» TO DO
Would you repeat the whole listing exactly?

******************************

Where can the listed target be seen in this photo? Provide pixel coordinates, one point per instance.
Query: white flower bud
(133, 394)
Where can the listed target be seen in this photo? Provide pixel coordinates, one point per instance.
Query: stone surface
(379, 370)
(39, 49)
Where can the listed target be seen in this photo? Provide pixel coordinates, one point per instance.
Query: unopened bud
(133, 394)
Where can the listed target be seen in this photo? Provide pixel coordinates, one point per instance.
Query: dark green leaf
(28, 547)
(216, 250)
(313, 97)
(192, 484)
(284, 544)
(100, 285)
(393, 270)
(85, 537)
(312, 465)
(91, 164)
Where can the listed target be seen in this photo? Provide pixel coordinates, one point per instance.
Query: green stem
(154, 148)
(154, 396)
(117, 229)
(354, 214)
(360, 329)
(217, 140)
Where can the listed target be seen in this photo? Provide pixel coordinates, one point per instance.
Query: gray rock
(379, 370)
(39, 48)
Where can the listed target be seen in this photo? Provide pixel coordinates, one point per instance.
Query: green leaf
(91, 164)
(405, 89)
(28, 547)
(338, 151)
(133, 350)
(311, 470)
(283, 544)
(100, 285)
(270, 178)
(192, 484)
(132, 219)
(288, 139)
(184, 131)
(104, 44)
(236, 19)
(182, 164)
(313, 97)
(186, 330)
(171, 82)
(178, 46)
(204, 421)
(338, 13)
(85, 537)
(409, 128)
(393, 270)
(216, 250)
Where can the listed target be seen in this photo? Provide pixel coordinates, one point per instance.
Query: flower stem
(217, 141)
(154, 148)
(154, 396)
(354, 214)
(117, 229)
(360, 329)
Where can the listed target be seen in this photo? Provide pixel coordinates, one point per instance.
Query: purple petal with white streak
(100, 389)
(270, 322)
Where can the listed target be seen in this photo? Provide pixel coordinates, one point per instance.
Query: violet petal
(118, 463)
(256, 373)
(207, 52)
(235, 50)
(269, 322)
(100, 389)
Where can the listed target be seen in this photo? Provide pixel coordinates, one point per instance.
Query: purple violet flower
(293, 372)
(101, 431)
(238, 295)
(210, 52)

******************************

» RESPONSE BOX
Where can the listed target be seen in this photo? Provide pixel coordinates, one point per instance.
Query: white flower bud
(133, 394)
Where can the listed target be seen in this photo? Provide pixel coordinates, one point per instance.
Query: stone surface
(379, 370)
(39, 49)
Where can the listed target be seen in this photo? Provide pixel coordinates, one point per instance.
Query: unopened bud
(133, 394)
Where can the listed target be seen in this photo? Provide pixel coordinates, one point per instance.
Query: dark green leaf
(28, 547)
(216, 250)
(313, 97)
(192, 484)
(284, 544)
(100, 285)
(393, 270)
(85, 537)
(312, 465)
(91, 164)
Where can the listed target be seen in this photo? Provide pixel coordinates, one point per instance.
Query: green stem
(154, 148)
(154, 396)
(117, 229)
(354, 214)
(360, 329)
(217, 140)
Where can the listed target be seen in this photo? Provide pixel coordinates, one point per instance.
Query: gray rock
(379, 370)
(39, 48)
Where can the listed target be seen in this photo? Provide pixel coordinates, one point per instance.
Query: green leaf
(91, 164)
(405, 89)
(28, 547)
(338, 151)
(133, 350)
(311, 470)
(283, 544)
(100, 285)
(270, 178)
(192, 484)
(132, 219)
(288, 139)
(184, 131)
(104, 44)
(236, 19)
(182, 164)
(313, 97)
(186, 330)
(171, 82)
(178, 46)
(204, 421)
(338, 13)
(85, 537)
(409, 128)
(393, 270)
(216, 250)
Where can the listed target be seen in this photo? Provide pixel coordinates, one point per instance.
Query: flower stem
(217, 141)
(154, 148)
(154, 396)
(354, 214)
(117, 229)
(360, 329)
Where can the listed target be seen in this photo? Provide pixel coordinates, one point per instance.
Query: purple petal with white streak
(100, 389)
(270, 322)
Where can the listed target be seen in this photo? Provide pixel coordinates, one point per instance.
Query: violet petal
(118, 463)
(256, 373)
(207, 52)
(235, 50)
(269, 322)
(100, 389)
Where can the listed target be seen in this photo? Provide pixel coordinates, one point per instance.
Query: purple violet flower
(293, 372)
(101, 431)
(238, 295)
(210, 52)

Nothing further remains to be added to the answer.